Tekstblok:
========================

Niks meer missen?
Schrijf je in voor onze nieuwsbrief
Hoogleraar Jan Willem Duyvendak: ‘De wetenschap is nog nooit zo weinig elitair geweest’
Foto: Mats van Soolingen
actueel

Hoogleraar Jan Willem Duyvendak: ‘De wetenschap is nog nooit zo weinig elitair geweest’

Sija van den Beukel Sija van den Beukel,
10 uur geleden

De elite tegenover het volk, stad tegen platteland: als je de politiek mag geloven zijn de kloven in de Nederlandse samenleving groter dan ooit. In zijn boek Spookkloven betoogt UvA-hoogleraar sociologie en directeur van het NIAS-KNAW Jan Willem Duyvendak het tegendeel. ‘De politiek is losgezongen van de werkelijkheid en dat is een enorm probleem.’

Waarom wilde u dit boek schrijven?
‘Ik wist niet dat ik dit boek zou schrijven, dus ik ben zelf ook wel verrast door de uitkomst van ons onderzoek. Wel is het zo dat ik vanaf mijn oratie in 2004 betoog dat Nederlanders qua mening en gedrag veel eensgezinder zijn dan we denken. Maar naar ongelijkheid had ik nog geen onderzoek gedaan. Ik kwam op het onderwerp toen ik vorig jaar voor het Kenniscentrum Ongelijkheid een onderzoek deed naar de cumulatie van ongelijkheidskloven en op zoveel slordige rapporten stuitte. Heel onprecies, en het bleef in het midden hoe die kloven zich tot elkaar verhielden. Ik schrok daar heel erg van en dacht: ik ga nu systematisch langs allerlei terreinen waarvan beweerd wordt dat de ongelijkheid heel groot is om na te gaan of dat ook zo is.’

 

En?

========================

Opdrachten:
**a.** Beantwoord aan de hand van het interview met Duyvendak:
(i) Wat is de titel van zijn boek?
(ii) In welk jaar hield hij zijn oratie?
(iii) Voor welk kenniscentrum deed hij vorig jaar onderzoek?
**b.** Schrijf een vervolg op het interview met Duyvendak, te beginnen na de laatste vraag.
Het materiaal speelt hierbij geen enkele rol.

(Een reeks gegevens)

========================

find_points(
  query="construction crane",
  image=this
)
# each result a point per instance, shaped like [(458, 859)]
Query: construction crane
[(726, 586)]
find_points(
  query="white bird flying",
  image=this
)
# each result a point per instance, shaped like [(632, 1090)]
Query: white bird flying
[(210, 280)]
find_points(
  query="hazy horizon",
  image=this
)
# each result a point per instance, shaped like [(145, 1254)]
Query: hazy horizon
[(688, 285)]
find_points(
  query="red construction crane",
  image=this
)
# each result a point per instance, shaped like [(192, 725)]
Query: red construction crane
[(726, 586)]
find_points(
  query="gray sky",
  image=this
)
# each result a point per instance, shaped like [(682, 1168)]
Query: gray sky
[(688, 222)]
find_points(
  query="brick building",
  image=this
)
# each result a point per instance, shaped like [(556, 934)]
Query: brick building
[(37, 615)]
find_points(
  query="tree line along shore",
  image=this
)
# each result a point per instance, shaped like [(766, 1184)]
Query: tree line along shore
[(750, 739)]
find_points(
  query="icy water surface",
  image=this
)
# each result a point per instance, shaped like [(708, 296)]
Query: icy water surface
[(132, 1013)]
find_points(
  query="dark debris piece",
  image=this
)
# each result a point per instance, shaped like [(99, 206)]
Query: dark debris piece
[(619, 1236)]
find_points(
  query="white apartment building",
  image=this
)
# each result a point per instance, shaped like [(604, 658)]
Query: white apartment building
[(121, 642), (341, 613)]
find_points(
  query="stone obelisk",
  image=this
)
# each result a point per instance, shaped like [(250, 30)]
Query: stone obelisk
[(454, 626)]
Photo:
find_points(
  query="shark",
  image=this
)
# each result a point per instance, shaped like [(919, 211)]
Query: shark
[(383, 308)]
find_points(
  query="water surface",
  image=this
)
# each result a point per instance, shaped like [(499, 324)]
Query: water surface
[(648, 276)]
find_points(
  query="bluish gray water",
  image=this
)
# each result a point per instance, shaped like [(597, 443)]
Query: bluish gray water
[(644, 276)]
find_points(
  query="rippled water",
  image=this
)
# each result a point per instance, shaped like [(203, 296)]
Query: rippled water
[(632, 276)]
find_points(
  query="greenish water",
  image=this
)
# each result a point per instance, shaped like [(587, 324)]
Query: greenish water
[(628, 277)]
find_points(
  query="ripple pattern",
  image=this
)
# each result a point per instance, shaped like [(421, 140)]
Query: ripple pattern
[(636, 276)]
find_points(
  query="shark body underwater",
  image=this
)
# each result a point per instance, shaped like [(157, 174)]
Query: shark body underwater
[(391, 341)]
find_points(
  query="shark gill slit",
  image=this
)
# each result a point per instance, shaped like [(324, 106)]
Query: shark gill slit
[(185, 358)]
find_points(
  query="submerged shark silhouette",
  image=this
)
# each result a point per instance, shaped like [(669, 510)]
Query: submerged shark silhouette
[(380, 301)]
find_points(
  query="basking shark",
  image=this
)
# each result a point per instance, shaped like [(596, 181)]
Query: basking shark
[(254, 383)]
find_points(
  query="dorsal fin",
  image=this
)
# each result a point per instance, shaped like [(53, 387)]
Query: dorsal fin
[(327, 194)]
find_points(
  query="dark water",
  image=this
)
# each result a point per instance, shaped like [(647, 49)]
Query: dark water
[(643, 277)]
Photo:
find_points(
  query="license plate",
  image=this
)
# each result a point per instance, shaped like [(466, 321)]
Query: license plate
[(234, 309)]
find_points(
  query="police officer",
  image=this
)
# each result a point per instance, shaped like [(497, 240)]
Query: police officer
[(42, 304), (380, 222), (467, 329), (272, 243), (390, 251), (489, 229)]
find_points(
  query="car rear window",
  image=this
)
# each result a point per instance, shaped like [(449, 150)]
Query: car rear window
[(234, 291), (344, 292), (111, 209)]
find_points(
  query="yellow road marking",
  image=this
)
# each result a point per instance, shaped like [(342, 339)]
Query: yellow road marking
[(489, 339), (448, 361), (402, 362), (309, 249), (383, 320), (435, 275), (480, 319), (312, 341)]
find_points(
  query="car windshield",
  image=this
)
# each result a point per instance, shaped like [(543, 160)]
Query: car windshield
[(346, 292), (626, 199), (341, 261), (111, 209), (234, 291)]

========================

Antwoorden per opdracht:
**a.**
(i) Spookkloven
(ii) 2004
(iii) Het Kenniscentrum Ongelijkheid

**b.**
‘Zeven van de acht vermeende kloven – inkomensongelijkheid, groeiende armoede, verschil in opleiding, stad en platteland, generatieverschillen, gender, de kloof tussen Nederlanders met en zonder migratieachtergrond, religie – bleken veel kleiner te zijn dan de meeste mensen denken. Die overschatting hangt samen met de ervaring van ongelijkheid: mensen vinden ongelijkheid steeds minder acceptabel en verdragen de resterende verschillen dan ook slechter. Die emotionele betrokkenheid, die je ook in de politiek veel ziet, vertekent het zicht op de feitelijke verschillen in Nederland.’

 

Welke kloof bestaat juist wel?

‘De vermogenskloof. Daar staat Nederland in de top 4 van de meest ongelijke landen ter wereld. Terwijl: daar lijkt dan weer niemand zich druk om te maken.’

‘Het idee dat universiteiten linkse, elitaire bolwerken zouden zijn leidt ertoe dat wetenschappers vanuit schuldgevoel verkeerde beslissingen nemen’  

Welke kloof verbaasde u het meest?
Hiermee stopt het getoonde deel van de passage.